_RECORDS PROVIDED_

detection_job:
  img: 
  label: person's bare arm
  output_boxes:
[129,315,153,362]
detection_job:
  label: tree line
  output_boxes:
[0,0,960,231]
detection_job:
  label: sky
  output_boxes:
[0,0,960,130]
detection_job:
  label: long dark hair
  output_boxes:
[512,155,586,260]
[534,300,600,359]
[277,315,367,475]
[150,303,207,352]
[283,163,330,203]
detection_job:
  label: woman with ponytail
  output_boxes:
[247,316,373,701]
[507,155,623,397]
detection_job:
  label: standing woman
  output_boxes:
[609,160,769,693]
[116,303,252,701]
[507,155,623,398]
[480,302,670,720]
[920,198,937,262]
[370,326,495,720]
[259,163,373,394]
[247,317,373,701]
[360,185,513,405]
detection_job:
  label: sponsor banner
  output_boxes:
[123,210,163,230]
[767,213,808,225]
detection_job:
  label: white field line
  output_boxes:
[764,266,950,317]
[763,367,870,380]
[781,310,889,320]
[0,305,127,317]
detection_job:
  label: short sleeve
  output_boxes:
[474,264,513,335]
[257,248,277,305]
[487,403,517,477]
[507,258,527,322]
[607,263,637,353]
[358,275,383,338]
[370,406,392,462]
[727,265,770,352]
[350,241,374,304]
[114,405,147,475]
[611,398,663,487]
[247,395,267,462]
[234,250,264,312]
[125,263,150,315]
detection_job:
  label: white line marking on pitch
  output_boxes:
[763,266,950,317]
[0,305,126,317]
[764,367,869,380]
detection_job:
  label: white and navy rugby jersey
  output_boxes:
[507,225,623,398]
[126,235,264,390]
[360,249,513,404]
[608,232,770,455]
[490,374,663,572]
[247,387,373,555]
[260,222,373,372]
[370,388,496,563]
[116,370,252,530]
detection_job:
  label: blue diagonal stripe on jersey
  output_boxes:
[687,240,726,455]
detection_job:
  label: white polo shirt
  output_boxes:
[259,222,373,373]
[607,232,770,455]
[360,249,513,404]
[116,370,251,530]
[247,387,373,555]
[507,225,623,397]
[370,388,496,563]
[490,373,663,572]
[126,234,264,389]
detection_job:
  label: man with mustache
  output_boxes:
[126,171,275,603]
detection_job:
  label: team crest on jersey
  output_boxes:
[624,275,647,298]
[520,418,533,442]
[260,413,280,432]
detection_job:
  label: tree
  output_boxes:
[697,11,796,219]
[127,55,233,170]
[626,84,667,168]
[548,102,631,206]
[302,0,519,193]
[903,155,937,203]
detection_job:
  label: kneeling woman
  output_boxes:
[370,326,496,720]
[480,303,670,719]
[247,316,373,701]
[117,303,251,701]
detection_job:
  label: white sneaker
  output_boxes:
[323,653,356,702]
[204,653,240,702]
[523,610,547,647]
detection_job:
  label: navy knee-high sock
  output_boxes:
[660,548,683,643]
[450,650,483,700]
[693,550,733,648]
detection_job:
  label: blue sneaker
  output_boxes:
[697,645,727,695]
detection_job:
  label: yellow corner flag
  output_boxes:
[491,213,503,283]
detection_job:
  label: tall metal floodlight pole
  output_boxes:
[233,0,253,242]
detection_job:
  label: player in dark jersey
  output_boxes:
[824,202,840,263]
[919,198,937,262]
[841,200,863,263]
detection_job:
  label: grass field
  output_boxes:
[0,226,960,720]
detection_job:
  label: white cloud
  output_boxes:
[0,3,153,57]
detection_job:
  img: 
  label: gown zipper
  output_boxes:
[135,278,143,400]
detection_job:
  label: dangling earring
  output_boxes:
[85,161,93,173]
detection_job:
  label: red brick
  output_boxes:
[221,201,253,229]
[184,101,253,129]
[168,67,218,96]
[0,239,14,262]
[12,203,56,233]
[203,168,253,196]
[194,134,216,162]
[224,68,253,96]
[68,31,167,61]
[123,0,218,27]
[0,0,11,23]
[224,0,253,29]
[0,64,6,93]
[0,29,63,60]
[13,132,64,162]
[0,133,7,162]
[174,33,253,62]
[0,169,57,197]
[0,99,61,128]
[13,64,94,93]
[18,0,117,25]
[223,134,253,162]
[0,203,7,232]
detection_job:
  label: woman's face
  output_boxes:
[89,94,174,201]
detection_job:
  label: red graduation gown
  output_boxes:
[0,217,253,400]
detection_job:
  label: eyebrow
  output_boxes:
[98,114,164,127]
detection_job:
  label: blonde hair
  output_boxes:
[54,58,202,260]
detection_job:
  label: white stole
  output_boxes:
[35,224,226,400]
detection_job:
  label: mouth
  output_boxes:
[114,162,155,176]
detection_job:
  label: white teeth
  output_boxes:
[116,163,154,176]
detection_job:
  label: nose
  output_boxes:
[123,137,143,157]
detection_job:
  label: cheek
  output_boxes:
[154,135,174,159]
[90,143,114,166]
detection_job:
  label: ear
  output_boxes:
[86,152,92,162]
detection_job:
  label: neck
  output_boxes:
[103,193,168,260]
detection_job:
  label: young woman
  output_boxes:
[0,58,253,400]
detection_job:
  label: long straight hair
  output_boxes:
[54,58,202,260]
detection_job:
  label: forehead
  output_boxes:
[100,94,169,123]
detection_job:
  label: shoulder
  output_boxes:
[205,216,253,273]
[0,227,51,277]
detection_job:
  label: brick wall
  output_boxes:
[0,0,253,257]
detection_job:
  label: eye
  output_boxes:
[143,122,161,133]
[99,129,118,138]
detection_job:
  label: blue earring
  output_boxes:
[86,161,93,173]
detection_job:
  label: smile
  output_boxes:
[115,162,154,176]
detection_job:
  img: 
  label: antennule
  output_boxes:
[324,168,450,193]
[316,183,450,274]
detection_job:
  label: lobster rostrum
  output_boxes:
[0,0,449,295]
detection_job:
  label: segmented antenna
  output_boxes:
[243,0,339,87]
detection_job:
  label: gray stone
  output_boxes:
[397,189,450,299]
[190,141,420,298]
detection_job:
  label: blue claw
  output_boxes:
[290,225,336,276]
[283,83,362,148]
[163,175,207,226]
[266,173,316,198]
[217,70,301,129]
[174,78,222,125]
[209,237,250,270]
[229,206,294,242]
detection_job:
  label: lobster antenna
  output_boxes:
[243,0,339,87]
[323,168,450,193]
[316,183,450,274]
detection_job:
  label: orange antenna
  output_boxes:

_YOUR TASK_
Rewrite all of the records above, replacing "output_boxes" with "bounding_boxes" everywhere and leaving everything else as it is.

_IN RESPONSE_
detection_job:
  img: 
  label: person's bare arm
  bounding_boxes:
[129,315,153,362]
detection_job:
  label: tree line
  bounding_boxes:
[0,0,960,231]
detection_job:
  label: sky
  bounding_boxes:
[0,0,960,130]
detection_job:
  label: long dark hair
  bounding_boxes:
[512,155,586,260]
[534,300,600,359]
[277,315,367,475]
[150,303,207,352]
[283,163,330,203]
detection_job:
  label: woman with ponytail
  bounding_boxes:
[247,316,373,701]
[507,155,623,397]
detection_job:
  label: standing woman
  bounding_boxes:
[609,160,769,693]
[116,303,252,701]
[507,155,623,398]
[480,302,670,720]
[920,198,937,262]
[370,326,495,720]
[259,163,373,394]
[247,317,373,701]
[360,185,513,405]
detection_job:
  label: sponsor banner
  bounding_boxes:
[123,210,163,230]
[767,213,808,225]
detection_job:
  label: white field line
  bounding_boxes:
[764,266,950,317]
[763,367,870,380]
[781,310,889,320]
[0,305,127,317]
detection_job:
  label: short sleeve
  bounding_boxes:
[474,264,513,335]
[257,248,277,305]
[487,403,517,477]
[507,258,527,322]
[607,263,637,353]
[358,275,383,338]
[370,406,392,462]
[727,265,770,352]
[350,241,374,304]
[114,405,147,475]
[611,398,663,487]
[247,395,267,462]
[234,250,264,312]
[125,263,150,315]
detection_job:
  label: white line marking on pitch
  bounding_boxes:
[763,266,950,317]
[0,305,126,317]
[764,367,869,380]
detection_job:
  label: white and navy rugby jersey
  bounding_boxes:
[507,225,623,398]
[126,235,264,390]
[360,249,513,404]
[608,232,770,455]
[490,374,663,572]
[247,387,373,555]
[260,222,373,372]
[370,388,496,563]
[116,370,252,530]
detection_job:
  label: blue diagonal stripe on jersey
  bounding_boxes:
[687,240,726,455]
detection_job:
  label: white polo shirt
  bounding_boxes:
[259,222,373,373]
[607,232,770,455]
[360,249,513,404]
[116,370,251,530]
[247,387,373,555]
[507,225,623,397]
[370,388,496,563]
[490,373,663,572]
[126,234,264,389]
detection_job:
  label: man with mustache
  bounding_boxes:
[126,171,275,603]
detection_job:
  label: team crest on jersey
  bounding_boxes:
[624,275,647,298]
[520,418,533,442]
[260,413,280,432]
detection_job:
  label: tree
  bounding_boxes:
[697,11,796,219]
[127,55,233,170]
[626,84,667,168]
[548,102,631,206]
[302,0,519,193]
[903,155,937,203]
detection_job:
  label: kneeling woman
  bounding_boxes:
[370,326,496,720]
[480,303,670,719]
[247,316,373,701]
[117,303,251,701]
detection_job:
  label: white sneaker
  bounding_boxes:
[323,653,356,702]
[204,653,240,702]
[523,610,547,647]
detection_job:
  label: navy knee-high sock
  bounding_boxes:
[660,548,683,643]
[450,650,483,700]
[693,550,733,648]
detection_job:
  label: blue sneaker
  bounding_boxes:
[697,645,727,695]
detection_job:
  label: yellow corner flag
  bounding_boxes:
[491,213,503,283]
detection_job:
  label: tall metal floodlight pole
  bounding_boxes:
[233,0,253,242]
detection_job:
  label: player in dark jersey
  bounding_boxes:
[824,202,840,263]
[919,198,937,262]
[841,200,863,263]
detection_job:
  label: grass field
  bounding_boxes:
[0,226,960,720]
detection_job:
  label: white cloud
  bounding_boxes:
[0,3,153,57]
detection_job:
  img: 
  label: gown zipper
  bounding_boxes:
[135,278,143,400]
detection_job:
  label: dangling earring
  bounding_boxes:
[85,161,93,173]
detection_job:
  label: red brick
  bounding_boxes:
[221,201,253,229]
[184,101,253,129]
[168,67,218,96]
[0,239,14,262]
[12,203,56,233]
[203,168,253,196]
[194,134,216,162]
[224,68,253,96]
[68,31,167,61]
[123,0,218,27]
[0,0,11,23]
[224,0,253,29]
[0,64,6,93]
[0,29,63,60]
[13,132,64,162]
[0,133,7,162]
[174,33,253,62]
[0,169,57,197]
[0,99,61,128]
[13,64,94,93]
[18,0,117,25]
[223,134,253,162]
[0,203,7,232]
detection_job:
  label: woman's face
  bounding_boxes:
[89,94,174,201]
detection_job:
  label: red graduation gown
  bounding_boxes:
[0,217,253,400]
detection_job:
  label: eyebrow
  bounding_boxes:
[98,114,164,127]
detection_job:
  label: blonde hair
  bounding_boxes:
[54,58,202,260]
detection_job:
  label: white stole
  bounding_boxes:
[35,224,226,400]
detection_job:
  label: mouth
  bounding_boxes:
[114,162,155,176]
detection_job:
  label: white teeth
  bounding_boxes:
[116,163,154,176]
detection_job:
  label: nose
  bounding_boxes:
[123,137,143,157]
detection_job:
  label: cheek
  bounding_boxes:
[154,135,174,159]
[90,143,114,166]
detection_job:
  label: ear
  bounding_boxes:
[86,152,92,162]
detection_job:
  label: neck
  bounding_boxes:
[103,193,168,260]
detection_job:
  label: young woman
  bounding_boxes:
[0,58,253,400]
detection_job:
  label: long straight hair
  bounding_boxes:
[54,58,202,260]
detection_job:
  label: forehead
  bounding_boxes:
[100,94,169,123]
detection_job:
  label: shoulder
  bounding_boxes:
[205,216,253,273]
[0,227,51,277]
detection_job:
  label: brick wall
  bounding_boxes:
[0,0,253,257]
detection_job:
  label: eye
  bounding_boxes:
[143,122,161,133]
[99,129,118,138]
detection_job:
  label: blue earring
  bounding_boxes:
[86,161,93,173]
detection_job:
  label: smile
  bounding_boxes:
[115,162,154,176]
detection_job:
  img: 
  label: antennule
  bounding_boxes:
[324,168,450,193]
[316,183,450,274]
detection_job:
  label: lobster rostrum
  bounding_boxes:
[0,0,449,295]
detection_job:
  label: segmented antenna
  bounding_boxes:
[243,0,339,87]
detection_job:
  label: gray stone
  bounding_boxes:
[397,189,450,299]
[190,141,420,298]
detection_job:
  label: blue claw
  bounding_boxes:
[290,225,336,276]
[283,83,362,148]
[163,175,207,226]
[266,173,316,198]
[217,70,301,129]
[174,78,222,125]
[209,237,250,270]
[229,206,294,242]
detection_job:
  label: lobster antenna
  bounding_boxes:
[243,0,339,87]
[323,168,450,193]
[316,183,450,274]
detection_job:
  label: orange antenna
  bounding_boxes:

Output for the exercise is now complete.